─── 引用文 ───
ついでに言うと、『神奈川県町村合併誌』の同類である『埼玉県市町村合併史』は、この桜沢村の件では、正しい「1943年」を記載していました。しかし、全く別件の“北本村存在説”[52478]では、ミスを犯しています。
柿沼村を柳沼村とした誤植[69707]もあり【むっくんさんの写し間違いではありません】、渡良瀬川改修に伴う茨城県・埼玉県の境界変更の脱落【[78789]未記載】など、このような「県の著作物」といえども、数え上げれば いくらでもミスはあるのでしょう。

近代デジタルライブラリーのおかげで、明治の本が読めるようになったのは ありがたいことですが、民間の書物には、更に信用できない例もあります。

[78824] MI さん は、日野宿が 桑田村の中に紛れ込んだ例を示して、次のようにコメントしています。
(前略)信憑性に乏しく思われます。しかしこういう史料もあったという記録にとどめるため、あえてご紹介しました。

[78806] MI さん 紹介の資料から、類例をもう一つ。『神奈川県改定区画傍訓町村名鑑』

一例として、1町2駅6村、合計僅かに 9町村しか記されていない 津久井郡をリンクしておきました。
実際は 24町村ありますが、郡役所所在地の中野村を始め、ごっそり脱落しています。
最初は組合村が脱落したのかと思いましたが、そうでもないようです。
[80532] 2012年 4月 17日(火)21:51:13デスクトップ鉄 さん
八幡和郎「47都道府県地名うんちく大全」
[80521] hmt さん
調べてみると、過去に同じ著者の本が2冊言及されていますが、今回とは別の本でした。(中略)
従って、今回の本に関しては、過去に話題になったことはありません。
そうでしたか。間違いの多さが話題になっていたのかと思いました。hmt さんは
多数の著書があるので、間違いもあるのですね。
と理解を示されていますが、読み進んでいくと、小笠原や湯河原ほどではないものの?の連続でした。

浦和、大宮、与野という北埼玉郡三市の合併で誕生した新しい県庁所在地が「さいたま市」を名乗ったのは、いかんせん、歴史的経緯を無視した剽窃行為だ。(P90)
北埼玉郡は北足立郡の間違い。北埼玉郡なら、さいたま市を名乗っても問題ないでしょう。

深谷市は地元出身の荒船清十郎運輸大臣が特急を停めて話題になったことがある。(P93)
1966年10月ダイヤ改正で深谷に停めたのは、特急ではなく普通急行(「奥利根2号」と「第3信州」の2本)。当時特急の格は高く、高崎線の4本の特急のうち、3本は上野・高崎間ノンストップ、1本だけが大宮に停車した。
─── 元データ ───
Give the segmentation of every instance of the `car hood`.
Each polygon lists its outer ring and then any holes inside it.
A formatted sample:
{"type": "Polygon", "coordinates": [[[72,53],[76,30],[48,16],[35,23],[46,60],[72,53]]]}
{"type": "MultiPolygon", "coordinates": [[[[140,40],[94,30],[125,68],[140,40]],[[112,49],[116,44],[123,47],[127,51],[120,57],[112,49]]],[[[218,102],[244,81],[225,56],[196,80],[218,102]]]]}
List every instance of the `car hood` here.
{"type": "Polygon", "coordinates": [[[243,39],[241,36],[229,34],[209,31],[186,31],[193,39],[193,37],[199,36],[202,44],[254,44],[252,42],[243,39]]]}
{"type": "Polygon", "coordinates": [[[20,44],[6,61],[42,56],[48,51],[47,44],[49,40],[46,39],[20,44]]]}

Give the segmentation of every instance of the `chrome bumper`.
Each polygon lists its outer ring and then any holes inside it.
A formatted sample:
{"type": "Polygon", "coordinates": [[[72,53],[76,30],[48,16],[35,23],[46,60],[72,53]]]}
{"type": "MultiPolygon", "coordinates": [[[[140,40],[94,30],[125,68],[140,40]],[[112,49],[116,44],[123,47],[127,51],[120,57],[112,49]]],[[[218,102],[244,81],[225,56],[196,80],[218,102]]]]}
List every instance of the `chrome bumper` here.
───
課題 A:
引用文によれば、1966年10月のダイヤ改正で深谷に停車するようになった列車は、特急ではなく何でしたか。
課題 B:
引用文のうち「1966年10月ダイヤ改正で」で始まる段落を、主な事実を残して箇条書きに書き直してください。
課題 C:
引用文から「[78824] MI さん」以降「回とは別の本でした。(中略)」までをすべて、一字も変えずに抜き出してください。
引用文だけを手がかりにすること。

解答例 A:
普通急行の「奥利根2号」と「第3信州」の2本です。

解答例 B:
- 1966年10月のダイヤ改正で深谷に停まったのは、特急ではなく普通急行だった
- 停車したのは「奥利根2号」と「第3信州」の2本
- 当時は特急の格が高かった
- 高崎線の特急4本のうち3本は上野・高崎間ノンストップで、大宮に停まるのは1本だけだった

解答例 C:
[78824] MI さん は、日野宿が 桑田村の中に紛れ込んだ例を示して、次のようにコメントしています。
(前略)信憑性に乏しく思われます。しかしこういう史料もあったという記録にとどめるため、あえてご紹介しました。

[78806] MI さん 紹介の資料から、類例をもう一つ。『神奈川県改定区画傍訓町村名鑑』

一例として、1町2駅6村、合計僅かに 9町村しか記されていない 津久井郡をリンクしておきました。
実際は 24町村ありますが、郡役所所在地の中野村を始め、ごっそり脱落しています。
最初は組合村が脱落したのかと思いましたが、そうでもないようです。
[80532] 2012年 4月 17日(火)21:51:13デスクトップ鉄 さん
八幡和郎「47都道府県地名うんちく大全」
[80521] hmt さん
調べてみると、過去に同じ著者の本が2冊言及されていますが、今回とは別の本でした。(中略)